Excerpt from a dataset:
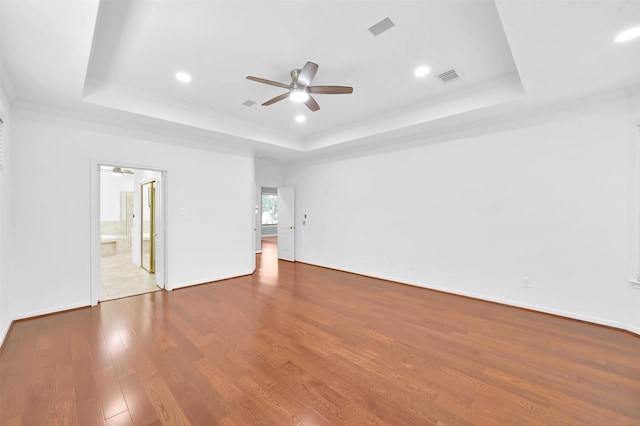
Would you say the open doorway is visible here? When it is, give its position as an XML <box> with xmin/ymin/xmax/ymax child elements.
<box><xmin>256</xmin><ymin>186</ymin><xmax>296</xmax><ymax>262</ymax></box>
<box><xmin>260</xmin><ymin>186</ymin><xmax>278</xmax><ymax>247</ymax></box>
<box><xmin>98</xmin><ymin>165</ymin><xmax>163</xmax><ymax>301</ymax></box>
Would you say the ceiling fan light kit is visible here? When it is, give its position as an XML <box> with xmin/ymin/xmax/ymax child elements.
<box><xmin>247</xmin><ymin>62</ymin><xmax>353</xmax><ymax>112</ymax></box>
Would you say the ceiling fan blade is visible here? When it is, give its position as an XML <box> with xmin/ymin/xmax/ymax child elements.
<box><xmin>262</xmin><ymin>92</ymin><xmax>289</xmax><ymax>106</ymax></box>
<box><xmin>304</xmin><ymin>96</ymin><xmax>320</xmax><ymax>112</ymax></box>
<box><xmin>297</xmin><ymin>62</ymin><xmax>318</xmax><ymax>86</ymax></box>
<box><xmin>308</xmin><ymin>86</ymin><xmax>353</xmax><ymax>95</ymax></box>
<box><xmin>247</xmin><ymin>75</ymin><xmax>289</xmax><ymax>89</ymax></box>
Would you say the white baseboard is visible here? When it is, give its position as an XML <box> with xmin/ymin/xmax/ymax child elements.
<box><xmin>13</xmin><ymin>300</ymin><xmax>91</xmax><ymax>321</ymax></box>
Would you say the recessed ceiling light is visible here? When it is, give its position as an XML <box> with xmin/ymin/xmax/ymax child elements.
<box><xmin>176</xmin><ymin>72</ymin><xmax>191</xmax><ymax>83</ymax></box>
<box><xmin>614</xmin><ymin>27</ymin><xmax>640</xmax><ymax>43</ymax></box>
<box><xmin>413</xmin><ymin>65</ymin><xmax>431</xmax><ymax>77</ymax></box>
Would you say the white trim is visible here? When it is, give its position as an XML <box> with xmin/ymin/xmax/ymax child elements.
<box><xmin>13</xmin><ymin>303</ymin><xmax>90</xmax><ymax>322</ymax></box>
<box><xmin>631</xmin><ymin>123</ymin><xmax>640</xmax><ymax>284</ymax></box>
<box><xmin>296</xmin><ymin>259</ymin><xmax>640</xmax><ymax>336</ymax></box>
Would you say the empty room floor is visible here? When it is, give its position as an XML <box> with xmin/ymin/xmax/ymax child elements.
<box><xmin>0</xmin><ymin>241</ymin><xmax>640</xmax><ymax>426</ymax></box>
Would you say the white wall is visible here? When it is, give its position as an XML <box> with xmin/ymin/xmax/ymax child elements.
<box><xmin>3</xmin><ymin>108</ymin><xmax>254</xmax><ymax>319</ymax></box>
<box><xmin>255</xmin><ymin>159</ymin><xmax>284</xmax><ymax>188</ymax></box>
<box><xmin>0</xmin><ymin>83</ymin><xmax>12</xmax><ymax>345</ymax></box>
<box><xmin>286</xmin><ymin>97</ymin><xmax>640</xmax><ymax>332</ymax></box>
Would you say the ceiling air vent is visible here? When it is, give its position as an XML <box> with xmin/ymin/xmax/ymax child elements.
<box><xmin>438</xmin><ymin>70</ymin><xmax>460</xmax><ymax>83</ymax></box>
<box><xmin>369</xmin><ymin>17</ymin><xmax>395</xmax><ymax>36</ymax></box>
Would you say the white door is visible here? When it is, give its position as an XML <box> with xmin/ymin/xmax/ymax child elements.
<box><xmin>278</xmin><ymin>186</ymin><xmax>296</xmax><ymax>262</ymax></box>
<box><xmin>153</xmin><ymin>178</ymin><xmax>165</xmax><ymax>288</ymax></box>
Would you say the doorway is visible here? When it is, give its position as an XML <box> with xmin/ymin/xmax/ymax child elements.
<box><xmin>97</xmin><ymin>165</ymin><xmax>164</xmax><ymax>302</ymax></box>
<box><xmin>256</xmin><ymin>186</ymin><xmax>295</xmax><ymax>262</ymax></box>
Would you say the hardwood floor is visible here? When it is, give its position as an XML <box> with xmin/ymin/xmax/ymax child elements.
<box><xmin>0</xmin><ymin>238</ymin><xmax>640</xmax><ymax>426</ymax></box>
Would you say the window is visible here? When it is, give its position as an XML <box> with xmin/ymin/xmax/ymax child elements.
<box><xmin>262</xmin><ymin>188</ymin><xmax>278</xmax><ymax>225</ymax></box>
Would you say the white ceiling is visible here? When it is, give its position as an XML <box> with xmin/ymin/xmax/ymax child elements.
<box><xmin>0</xmin><ymin>0</ymin><xmax>640</xmax><ymax>160</ymax></box>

* Given problem *
Echo all of the lines above word for word, omitting the pictures.

* Solution to this task *
Would you say the open doorway is visible here? When it is, give its position as an XML <box> with xmin/ymin/xmax/ymax child elements.
<box><xmin>256</xmin><ymin>186</ymin><xmax>296</xmax><ymax>262</ymax></box>
<box><xmin>260</xmin><ymin>186</ymin><xmax>278</xmax><ymax>247</ymax></box>
<box><xmin>98</xmin><ymin>165</ymin><xmax>163</xmax><ymax>301</ymax></box>
Would you say the ceiling fan light kit is visible here? When it is, give its position as an XML <box> with xmin/ymin/xmax/ymax child elements.
<box><xmin>247</xmin><ymin>62</ymin><xmax>353</xmax><ymax>112</ymax></box>
Would you say the ceiling fan blade is visible here? When it is, give its position as an XML <box> with xmin/ymin/xmax/ymax child elements.
<box><xmin>262</xmin><ymin>92</ymin><xmax>289</xmax><ymax>106</ymax></box>
<box><xmin>304</xmin><ymin>96</ymin><xmax>320</xmax><ymax>112</ymax></box>
<box><xmin>297</xmin><ymin>62</ymin><xmax>318</xmax><ymax>86</ymax></box>
<box><xmin>308</xmin><ymin>86</ymin><xmax>353</xmax><ymax>95</ymax></box>
<box><xmin>247</xmin><ymin>75</ymin><xmax>289</xmax><ymax>89</ymax></box>
Would you say the white baseboard is visible here? When it is, give its position as an XML <box> with xmin/ymin/xmax/ymax child elements.
<box><xmin>13</xmin><ymin>300</ymin><xmax>91</xmax><ymax>321</ymax></box>
Would you say the recessed ceiling light is visible here? When it is, give its position as an XML <box> with xmin/ymin/xmax/ymax child elements.
<box><xmin>176</xmin><ymin>72</ymin><xmax>191</xmax><ymax>83</ymax></box>
<box><xmin>614</xmin><ymin>27</ymin><xmax>640</xmax><ymax>43</ymax></box>
<box><xmin>413</xmin><ymin>65</ymin><xmax>431</xmax><ymax>77</ymax></box>
Would you say the white trim is visible here? When it is, give its position as an XML <box> with xmin/ymin/xmax/ymax child elements.
<box><xmin>13</xmin><ymin>303</ymin><xmax>90</xmax><ymax>322</ymax></box>
<box><xmin>631</xmin><ymin>123</ymin><xmax>640</xmax><ymax>284</ymax></box>
<box><xmin>296</xmin><ymin>259</ymin><xmax>640</xmax><ymax>336</ymax></box>
Would you say the empty room floor is visible here? When it is, give its position as an XML <box> with xmin/ymin/xmax/ymax child elements.
<box><xmin>0</xmin><ymin>241</ymin><xmax>640</xmax><ymax>426</ymax></box>
Would you say the white wall is visible here? When it is, give its position as an XML <box> with xmin/ymin/xmax/ymax child elements.
<box><xmin>3</xmin><ymin>108</ymin><xmax>254</xmax><ymax>319</ymax></box>
<box><xmin>255</xmin><ymin>159</ymin><xmax>284</xmax><ymax>188</ymax></box>
<box><xmin>0</xmin><ymin>83</ymin><xmax>12</xmax><ymax>345</ymax></box>
<box><xmin>286</xmin><ymin>97</ymin><xmax>640</xmax><ymax>332</ymax></box>
Would you say the ceiling air vent is visible here? When it is, give its position as an XML <box> with xmin/ymin/xmax/ymax child elements.
<box><xmin>438</xmin><ymin>70</ymin><xmax>460</xmax><ymax>83</ymax></box>
<box><xmin>369</xmin><ymin>17</ymin><xmax>395</xmax><ymax>36</ymax></box>
Would you say the white door is visible here? When it is, give its position as an XML <box> with xmin/ymin/xmax/ymax child elements.
<box><xmin>278</xmin><ymin>186</ymin><xmax>296</xmax><ymax>262</ymax></box>
<box><xmin>153</xmin><ymin>178</ymin><xmax>165</xmax><ymax>288</ymax></box>
Would you say the doorway is visible here? When it is, give its position as an XML <box> with xmin/ymin/xmax/ymax child elements.
<box><xmin>97</xmin><ymin>165</ymin><xmax>164</xmax><ymax>302</ymax></box>
<box><xmin>256</xmin><ymin>186</ymin><xmax>295</xmax><ymax>262</ymax></box>
Would you say the hardwood floor is visible here? When it is, give its position as an XML <box> with xmin/ymin/xmax/ymax child elements.
<box><xmin>0</xmin><ymin>238</ymin><xmax>640</xmax><ymax>426</ymax></box>
Would you say the window is visible here? When it is, give its position as an XML <box> with xmin/ymin/xmax/ymax child elements.
<box><xmin>262</xmin><ymin>188</ymin><xmax>278</xmax><ymax>225</ymax></box>
Would you say the white ceiling is visible here? When it is, give its position as an XML <box> with xmin/ymin/xmax/ymax child elements.
<box><xmin>0</xmin><ymin>0</ymin><xmax>640</xmax><ymax>160</ymax></box>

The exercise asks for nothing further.